From the records that follow, give the number of lines that include the word "treeline", with no further words.

● **TASK INPUT**
+--

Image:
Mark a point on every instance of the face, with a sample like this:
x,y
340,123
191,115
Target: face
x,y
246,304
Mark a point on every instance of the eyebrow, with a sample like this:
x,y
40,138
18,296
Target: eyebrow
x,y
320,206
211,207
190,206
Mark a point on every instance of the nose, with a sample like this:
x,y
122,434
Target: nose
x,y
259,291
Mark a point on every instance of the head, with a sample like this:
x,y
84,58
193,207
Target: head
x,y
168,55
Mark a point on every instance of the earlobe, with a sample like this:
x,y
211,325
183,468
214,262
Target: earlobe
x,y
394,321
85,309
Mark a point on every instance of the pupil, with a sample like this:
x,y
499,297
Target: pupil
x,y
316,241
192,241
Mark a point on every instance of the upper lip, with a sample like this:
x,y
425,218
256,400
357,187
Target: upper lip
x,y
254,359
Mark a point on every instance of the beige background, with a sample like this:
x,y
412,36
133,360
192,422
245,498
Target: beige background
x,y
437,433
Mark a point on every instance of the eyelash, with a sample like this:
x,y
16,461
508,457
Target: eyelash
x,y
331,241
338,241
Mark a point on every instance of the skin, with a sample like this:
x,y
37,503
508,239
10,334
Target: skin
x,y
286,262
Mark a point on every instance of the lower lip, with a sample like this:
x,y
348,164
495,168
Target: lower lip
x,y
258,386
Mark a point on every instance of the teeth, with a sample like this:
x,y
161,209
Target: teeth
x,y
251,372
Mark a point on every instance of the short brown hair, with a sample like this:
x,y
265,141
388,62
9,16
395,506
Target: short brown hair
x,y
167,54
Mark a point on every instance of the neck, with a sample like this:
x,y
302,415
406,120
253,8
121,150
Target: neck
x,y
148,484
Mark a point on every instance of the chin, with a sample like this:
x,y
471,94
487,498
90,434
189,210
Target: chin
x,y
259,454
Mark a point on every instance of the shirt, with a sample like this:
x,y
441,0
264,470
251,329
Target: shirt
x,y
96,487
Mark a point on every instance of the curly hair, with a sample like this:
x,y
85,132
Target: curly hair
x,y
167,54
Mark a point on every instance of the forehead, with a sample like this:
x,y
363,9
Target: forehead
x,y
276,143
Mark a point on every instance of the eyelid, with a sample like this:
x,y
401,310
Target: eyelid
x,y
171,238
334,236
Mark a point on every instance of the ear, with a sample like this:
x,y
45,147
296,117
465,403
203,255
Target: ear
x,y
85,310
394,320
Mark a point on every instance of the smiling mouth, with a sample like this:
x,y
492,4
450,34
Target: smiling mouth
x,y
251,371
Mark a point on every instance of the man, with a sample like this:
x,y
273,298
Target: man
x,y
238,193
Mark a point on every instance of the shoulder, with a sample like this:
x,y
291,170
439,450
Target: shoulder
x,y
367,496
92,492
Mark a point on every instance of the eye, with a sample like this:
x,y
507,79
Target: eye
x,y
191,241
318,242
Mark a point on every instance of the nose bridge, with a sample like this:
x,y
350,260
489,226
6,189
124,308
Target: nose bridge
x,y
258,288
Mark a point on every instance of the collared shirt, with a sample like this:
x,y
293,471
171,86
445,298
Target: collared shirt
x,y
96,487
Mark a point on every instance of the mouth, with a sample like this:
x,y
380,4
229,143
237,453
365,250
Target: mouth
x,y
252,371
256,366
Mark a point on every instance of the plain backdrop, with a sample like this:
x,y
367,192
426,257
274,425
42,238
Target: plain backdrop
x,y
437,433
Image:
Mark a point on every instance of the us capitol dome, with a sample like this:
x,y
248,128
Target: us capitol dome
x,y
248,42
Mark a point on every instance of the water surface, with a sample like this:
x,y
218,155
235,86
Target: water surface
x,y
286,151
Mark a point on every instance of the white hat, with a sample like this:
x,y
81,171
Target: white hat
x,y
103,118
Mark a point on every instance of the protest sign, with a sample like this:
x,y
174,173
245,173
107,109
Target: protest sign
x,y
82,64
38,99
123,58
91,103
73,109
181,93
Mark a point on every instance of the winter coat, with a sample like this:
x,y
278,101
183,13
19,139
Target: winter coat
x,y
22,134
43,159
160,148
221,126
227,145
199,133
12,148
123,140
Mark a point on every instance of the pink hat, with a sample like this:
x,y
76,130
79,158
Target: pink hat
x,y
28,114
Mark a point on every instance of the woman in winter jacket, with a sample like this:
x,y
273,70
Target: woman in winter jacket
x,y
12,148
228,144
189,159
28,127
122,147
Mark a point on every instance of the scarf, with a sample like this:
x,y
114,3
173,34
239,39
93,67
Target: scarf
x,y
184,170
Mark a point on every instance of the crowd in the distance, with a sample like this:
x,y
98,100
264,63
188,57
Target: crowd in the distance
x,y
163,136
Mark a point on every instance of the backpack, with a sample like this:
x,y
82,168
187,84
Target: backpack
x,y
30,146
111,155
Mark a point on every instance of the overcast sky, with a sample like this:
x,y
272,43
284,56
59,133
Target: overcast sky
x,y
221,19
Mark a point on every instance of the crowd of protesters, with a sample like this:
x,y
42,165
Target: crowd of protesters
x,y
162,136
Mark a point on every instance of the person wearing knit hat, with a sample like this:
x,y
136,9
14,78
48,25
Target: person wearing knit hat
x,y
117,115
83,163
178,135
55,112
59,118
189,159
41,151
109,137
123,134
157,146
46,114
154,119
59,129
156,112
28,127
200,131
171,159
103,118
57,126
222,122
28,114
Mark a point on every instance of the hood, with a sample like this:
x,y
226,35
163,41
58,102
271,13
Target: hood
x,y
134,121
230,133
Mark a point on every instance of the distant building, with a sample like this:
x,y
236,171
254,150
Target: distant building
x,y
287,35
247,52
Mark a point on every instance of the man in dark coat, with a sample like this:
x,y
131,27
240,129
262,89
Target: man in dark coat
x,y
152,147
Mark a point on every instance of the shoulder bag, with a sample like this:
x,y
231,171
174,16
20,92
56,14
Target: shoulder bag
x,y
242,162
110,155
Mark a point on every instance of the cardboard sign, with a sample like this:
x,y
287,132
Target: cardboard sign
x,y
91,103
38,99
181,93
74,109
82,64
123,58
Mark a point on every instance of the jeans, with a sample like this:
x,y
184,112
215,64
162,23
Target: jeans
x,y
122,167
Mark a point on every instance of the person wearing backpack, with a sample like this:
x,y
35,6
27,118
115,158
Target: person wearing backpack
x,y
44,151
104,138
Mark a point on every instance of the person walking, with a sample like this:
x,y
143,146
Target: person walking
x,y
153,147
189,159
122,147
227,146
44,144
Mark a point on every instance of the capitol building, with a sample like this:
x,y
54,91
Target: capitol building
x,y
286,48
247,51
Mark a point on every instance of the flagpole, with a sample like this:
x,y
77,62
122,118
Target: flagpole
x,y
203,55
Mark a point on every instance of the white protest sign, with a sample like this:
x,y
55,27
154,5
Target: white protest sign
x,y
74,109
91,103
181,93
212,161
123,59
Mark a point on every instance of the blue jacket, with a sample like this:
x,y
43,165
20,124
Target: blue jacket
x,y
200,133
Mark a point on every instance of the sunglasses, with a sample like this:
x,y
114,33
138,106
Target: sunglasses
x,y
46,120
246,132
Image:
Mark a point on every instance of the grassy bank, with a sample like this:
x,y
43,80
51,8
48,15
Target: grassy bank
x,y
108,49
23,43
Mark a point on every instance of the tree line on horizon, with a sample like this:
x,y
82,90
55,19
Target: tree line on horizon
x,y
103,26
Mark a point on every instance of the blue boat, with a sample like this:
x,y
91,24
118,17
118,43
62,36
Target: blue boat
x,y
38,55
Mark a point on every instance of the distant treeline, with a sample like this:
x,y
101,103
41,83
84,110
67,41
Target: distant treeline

+--

● **EXERCISE RESULT**
2